Supplied passage:
I have a dataframe like the following:
ID <- c(1, 1, 1, 2, 2, 3, 3, 3, 4, 4, 5)
Type <- c('A','B','C','B', 'C','A','B', 'C','A','C', 'C')
Value <- c(10, 11, 12, 1, 2, 100, 101, 102, -1, -2, -10)
df <- data.frame(ID, Type, Value)
My goal is a dataframe, which only has one row for each ID. But I would like to select the rows based on certain criteria / waterfall principle.
So type A is preferred, then type B, then type C. My goal is the following dataframe:
ID <- c(1, 2, 3, 4, 5)
Type <- c('A','B','A','A', 'C')
Value <- c(10, 1, 100, -1, -10)
df_goal <- data.frame(ID, Type, Value)
I thought aboubt pivoting into wide format and then use dplyr::coalesce
, but then I would loose the Type-column. I am pretty sure there is a solution using dplyr::group_by
and dplyr::summarise
. Initially I also thought about using dplyr::if_else
in a dplyr::filter
statement, but this is not possible I think.
Any help is appreciated!
CodePudding user response:
In dplyr
, use slice_min
, which by default filters the minimum value by group ordered by a variable (here Type
, which is sorted by alphabetical order).
library(dplyr)
df %>%
group_by(ID) %>%
slice_min(Type)
# A tibble: 5 × 3
# Groups: ID [5]
ID Type Value
<dbl> <chr> <dbl>
1 1 A 10
2 2 B 1
3 3 A 100
4 4 A -1
5 5 C -10
In base R:
df[with(df, Type == ave(Type, ID, FUN = min)), ]
CodePudding user response:
data.table solution
library(data.table)
setDT(df) # make it a data.table if it is not yet
setkey(df, Type) # set the key on Type
df[, .SD[1L], by = ID] # subset the first value per ID
# ID Type Value
# 1: 1 A 10
# 2: 3 A 100
# 3: 4 A -1
# 4: 2 B 1
# 5: 5 C -10

Dataset excerpts:
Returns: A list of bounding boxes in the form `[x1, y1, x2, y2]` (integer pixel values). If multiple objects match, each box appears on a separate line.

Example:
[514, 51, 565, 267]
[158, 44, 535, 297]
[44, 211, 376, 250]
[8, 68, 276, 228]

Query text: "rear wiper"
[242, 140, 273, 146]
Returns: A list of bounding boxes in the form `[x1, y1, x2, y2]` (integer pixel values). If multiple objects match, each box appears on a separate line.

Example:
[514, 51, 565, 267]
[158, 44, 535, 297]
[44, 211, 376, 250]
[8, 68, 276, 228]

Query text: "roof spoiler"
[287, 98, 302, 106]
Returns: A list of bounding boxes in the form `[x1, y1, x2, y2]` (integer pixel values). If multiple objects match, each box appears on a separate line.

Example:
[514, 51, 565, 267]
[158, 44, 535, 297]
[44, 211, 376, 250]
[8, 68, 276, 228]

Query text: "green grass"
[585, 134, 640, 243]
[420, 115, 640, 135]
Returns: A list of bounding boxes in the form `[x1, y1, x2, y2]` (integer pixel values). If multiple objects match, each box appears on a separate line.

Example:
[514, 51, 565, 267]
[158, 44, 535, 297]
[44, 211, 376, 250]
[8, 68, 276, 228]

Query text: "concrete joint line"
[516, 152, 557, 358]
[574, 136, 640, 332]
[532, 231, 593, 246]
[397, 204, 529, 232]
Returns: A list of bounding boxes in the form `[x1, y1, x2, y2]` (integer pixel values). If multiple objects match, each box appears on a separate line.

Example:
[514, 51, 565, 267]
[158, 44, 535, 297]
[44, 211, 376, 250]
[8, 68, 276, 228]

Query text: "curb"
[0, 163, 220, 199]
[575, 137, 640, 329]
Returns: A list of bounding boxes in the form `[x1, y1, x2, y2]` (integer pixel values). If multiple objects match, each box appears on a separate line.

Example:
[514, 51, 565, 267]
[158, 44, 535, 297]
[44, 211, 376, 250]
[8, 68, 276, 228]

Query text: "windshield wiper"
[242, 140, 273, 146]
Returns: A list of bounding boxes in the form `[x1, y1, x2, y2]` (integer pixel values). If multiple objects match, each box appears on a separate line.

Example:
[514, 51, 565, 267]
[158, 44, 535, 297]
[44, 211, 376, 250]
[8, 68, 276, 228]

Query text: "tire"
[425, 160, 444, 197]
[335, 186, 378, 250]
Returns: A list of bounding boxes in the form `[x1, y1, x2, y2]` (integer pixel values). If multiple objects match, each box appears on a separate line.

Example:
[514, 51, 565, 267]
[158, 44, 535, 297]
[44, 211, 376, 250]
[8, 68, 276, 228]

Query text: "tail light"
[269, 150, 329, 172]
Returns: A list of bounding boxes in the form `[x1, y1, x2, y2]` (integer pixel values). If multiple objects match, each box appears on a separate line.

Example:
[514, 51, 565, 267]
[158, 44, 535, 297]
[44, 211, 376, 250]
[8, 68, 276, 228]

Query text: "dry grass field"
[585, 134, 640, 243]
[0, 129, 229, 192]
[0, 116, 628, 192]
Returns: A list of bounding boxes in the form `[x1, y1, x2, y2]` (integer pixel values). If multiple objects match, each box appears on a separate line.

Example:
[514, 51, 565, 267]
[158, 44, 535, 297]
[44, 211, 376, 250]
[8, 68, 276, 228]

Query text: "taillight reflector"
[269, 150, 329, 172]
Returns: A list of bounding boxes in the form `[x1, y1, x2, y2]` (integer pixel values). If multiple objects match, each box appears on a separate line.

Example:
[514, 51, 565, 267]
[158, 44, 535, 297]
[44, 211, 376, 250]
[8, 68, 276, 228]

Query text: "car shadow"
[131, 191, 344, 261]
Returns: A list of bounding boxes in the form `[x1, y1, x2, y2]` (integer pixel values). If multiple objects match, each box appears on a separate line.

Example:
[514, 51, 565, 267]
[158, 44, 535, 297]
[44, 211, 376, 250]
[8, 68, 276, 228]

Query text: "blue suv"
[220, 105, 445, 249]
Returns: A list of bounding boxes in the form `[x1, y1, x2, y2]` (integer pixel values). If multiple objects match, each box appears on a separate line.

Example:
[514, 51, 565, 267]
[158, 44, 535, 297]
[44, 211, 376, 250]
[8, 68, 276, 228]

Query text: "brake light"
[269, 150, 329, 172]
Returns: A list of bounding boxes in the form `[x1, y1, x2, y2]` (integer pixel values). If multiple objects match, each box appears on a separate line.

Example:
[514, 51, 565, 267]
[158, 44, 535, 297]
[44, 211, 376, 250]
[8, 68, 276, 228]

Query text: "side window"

The request:
Transcribe everything in the thread on keeping one row per ID, from "df_goal <- data.frame(ID, Type, Value)" down to "help is appreciated!".

Result:
df_goal <- data.frame(ID, Type, Value)
I thought aboubt pivoting into wide format and then use dplyr::coalesce
, but then I would loose the Type-column. I am pretty sure there is a solution using dplyr::group_by
and dplyr::summarise
. Initially I also thought about using dplyr::if_else
in a dplyr::filter
statement, but this is not possible I think.
Any help is appreciated!